__Exercise goal__
Retype the full set of data, character for character.

(Point localization data)
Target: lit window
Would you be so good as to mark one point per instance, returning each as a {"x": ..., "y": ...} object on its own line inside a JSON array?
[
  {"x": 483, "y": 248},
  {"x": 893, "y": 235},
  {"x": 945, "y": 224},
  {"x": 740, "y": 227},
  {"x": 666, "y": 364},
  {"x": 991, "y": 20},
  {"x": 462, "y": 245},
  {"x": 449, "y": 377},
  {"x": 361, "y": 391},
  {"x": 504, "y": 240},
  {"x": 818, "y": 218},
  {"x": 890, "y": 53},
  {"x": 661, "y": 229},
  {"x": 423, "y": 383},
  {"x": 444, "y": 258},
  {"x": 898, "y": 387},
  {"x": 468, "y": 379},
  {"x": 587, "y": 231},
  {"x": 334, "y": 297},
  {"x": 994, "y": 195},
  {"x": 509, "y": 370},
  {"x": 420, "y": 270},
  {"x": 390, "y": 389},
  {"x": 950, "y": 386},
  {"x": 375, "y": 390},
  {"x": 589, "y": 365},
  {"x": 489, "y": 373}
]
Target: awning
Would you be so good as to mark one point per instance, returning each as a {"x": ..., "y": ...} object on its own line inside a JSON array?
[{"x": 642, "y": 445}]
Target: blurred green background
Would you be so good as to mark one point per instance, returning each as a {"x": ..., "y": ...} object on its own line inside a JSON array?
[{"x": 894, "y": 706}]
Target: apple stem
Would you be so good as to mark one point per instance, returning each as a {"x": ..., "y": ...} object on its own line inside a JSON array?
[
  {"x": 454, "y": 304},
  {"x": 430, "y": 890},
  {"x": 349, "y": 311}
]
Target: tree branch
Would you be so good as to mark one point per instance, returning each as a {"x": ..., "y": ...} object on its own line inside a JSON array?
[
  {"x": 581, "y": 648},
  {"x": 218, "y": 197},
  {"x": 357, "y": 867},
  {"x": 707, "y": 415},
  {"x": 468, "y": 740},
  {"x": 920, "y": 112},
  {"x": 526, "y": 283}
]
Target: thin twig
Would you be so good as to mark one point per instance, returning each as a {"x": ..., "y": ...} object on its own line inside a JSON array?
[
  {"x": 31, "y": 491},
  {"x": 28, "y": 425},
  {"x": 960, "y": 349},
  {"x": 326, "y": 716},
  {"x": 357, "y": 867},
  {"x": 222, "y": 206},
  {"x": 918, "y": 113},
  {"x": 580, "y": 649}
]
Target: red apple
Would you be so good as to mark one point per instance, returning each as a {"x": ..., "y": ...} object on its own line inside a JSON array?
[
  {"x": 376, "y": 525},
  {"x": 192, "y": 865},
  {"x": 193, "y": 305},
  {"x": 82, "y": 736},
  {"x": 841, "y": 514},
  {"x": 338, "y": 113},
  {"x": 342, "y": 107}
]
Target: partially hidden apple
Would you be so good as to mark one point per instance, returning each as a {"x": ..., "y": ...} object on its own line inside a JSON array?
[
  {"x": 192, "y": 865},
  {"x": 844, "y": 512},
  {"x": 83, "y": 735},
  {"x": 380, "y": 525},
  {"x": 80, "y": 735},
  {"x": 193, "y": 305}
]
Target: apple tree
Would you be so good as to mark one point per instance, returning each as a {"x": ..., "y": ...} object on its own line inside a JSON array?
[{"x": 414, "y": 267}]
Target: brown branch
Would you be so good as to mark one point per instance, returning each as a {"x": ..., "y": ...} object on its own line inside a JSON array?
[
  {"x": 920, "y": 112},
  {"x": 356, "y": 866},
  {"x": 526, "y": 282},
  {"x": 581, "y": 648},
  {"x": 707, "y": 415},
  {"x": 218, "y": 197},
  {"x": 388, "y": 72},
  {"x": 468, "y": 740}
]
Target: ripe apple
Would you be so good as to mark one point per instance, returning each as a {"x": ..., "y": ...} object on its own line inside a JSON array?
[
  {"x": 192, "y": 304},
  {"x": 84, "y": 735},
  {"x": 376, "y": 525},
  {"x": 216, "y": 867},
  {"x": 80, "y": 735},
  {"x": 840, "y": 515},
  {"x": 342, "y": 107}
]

__Written response__
Target: lit window
Would you be so good as to mark one point per instance, returning each as a {"x": ..., "y": ...} object on its own line inside a JSON array?
[
  {"x": 483, "y": 248},
  {"x": 893, "y": 235},
  {"x": 945, "y": 224},
  {"x": 740, "y": 227},
  {"x": 666, "y": 364},
  {"x": 991, "y": 20},
  {"x": 462, "y": 245},
  {"x": 449, "y": 377},
  {"x": 361, "y": 391},
  {"x": 504, "y": 240},
  {"x": 818, "y": 218},
  {"x": 890, "y": 53},
  {"x": 661, "y": 229},
  {"x": 423, "y": 383},
  {"x": 444, "y": 258},
  {"x": 898, "y": 387},
  {"x": 468, "y": 379},
  {"x": 587, "y": 231},
  {"x": 334, "y": 297},
  {"x": 994, "y": 195},
  {"x": 509, "y": 370},
  {"x": 420, "y": 270},
  {"x": 390, "y": 389},
  {"x": 950, "y": 386},
  {"x": 375, "y": 390},
  {"x": 589, "y": 365},
  {"x": 489, "y": 373}
]
Target: awning
Would you be so good as to mark one point per instance, returning each as a {"x": ..., "y": ...} object on its own line inside a JSON array?
[{"x": 642, "y": 445}]
Target: blurred green background
Would you be so good as to mark one point per instance, returning each as a {"x": ..., "y": ...} object on its own line inside a JSON array?
[{"x": 894, "y": 706}]
Target: apple stem
Would you be so good as to mark one point per instance, returning each as a {"x": ..., "y": ...} object on its own line inside a JSON array?
[
  {"x": 454, "y": 304},
  {"x": 430, "y": 890},
  {"x": 349, "y": 311}
]
Target: tree branch
Would you be so good as to mark one point per instance, returning each as a {"x": ..., "y": ...} object on its own line inside a JSON array?
[
  {"x": 581, "y": 648},
  {"x": 218, "y": 197},
  {"x": 357, "y": 867},
  {"x": 707, "y": 415},
  {"x": 468, "y": 740},
  {"x": 920, "y": 112},
  {"x": 526, "y": 283}
]
Target: thin twig
Would you be so good as to mark one point per instance, returning each as a {"x": ..., "y": ...} object on its own line inside a JSON array?
[
  {"x": 31, "y": 491},
  {"x": 28, "y": 425},
  {"x": 960, "y": 349},
  {"x": 326, "y": 716},
  {"x": 357, "y": 867},
  {"x": 222, "y": 206},
  {"x": 918, "y": 113},
  {"x": 580, "y": 649}
]
Target: red apple
Would you be so good as to mark one point per instance, returning each as a {"x": ..., "y": ...} object on its own line inside a JSON array?
[
  {"x": 376, "y": 525},
  {"x": 192, "y": 865},
  {"x": 193, "y": 305},
  {"x": 82, "y": 736},
  {"x": 841, "y": 514},
  {"x": 338, "y": 113},
  {"x": 342, "y": 107}
]
Target: partially hidden apple
Would you be so good as to mark one point per instance, returning each as a {"x": ..., "y": ...} object on its own line inside a JSON array?
[
  {"x": 192, "y": 865},
  {"x": 844, "y": 512},
  {"x": 83, "y": 735},
  {"x": 380, "y": 525},
  {"x": 80, "y": 735},
  {"x": 193, "y": 305}
]
Target: apple tree
Would you be so good as to mark one point per instance, returning each as a {"x": ..., "y": ...} object on its own line inside a JSON array?
[{"x": 414, "y": 267}]
Target: brown branch
Would you be so good as to mark one point per instance, returning each as a {"x": ..., "y": ...} object on its own line inside a JSON array?
[
  {"x": 920, "y": 112},
  {"x": 356, "y": 866},
  {"x": 526, "y": 282},
  {"x": 581, "y": 648},
  {"x": 707, "y": 415},
  {"x": 218, "y": 197},
  {"x": 388, "y": 72},
  {"x": 468, "y": 740}
]
Target: ripe apple
Would you be so good as to mark one point per instance, returning each as a {"x": ..., "y": ...} object on its own line inside a JSON array?
[
  {"x": 192, "y": 304},
  {"x": 84, "y": 735},
  {"x": 376, "y": 525},
  {"x": 216, "y": 867},
  {"x": 80, "y": 735},
  {"x": 840, "y": 515},
  {"x": 342, "y": 107}
]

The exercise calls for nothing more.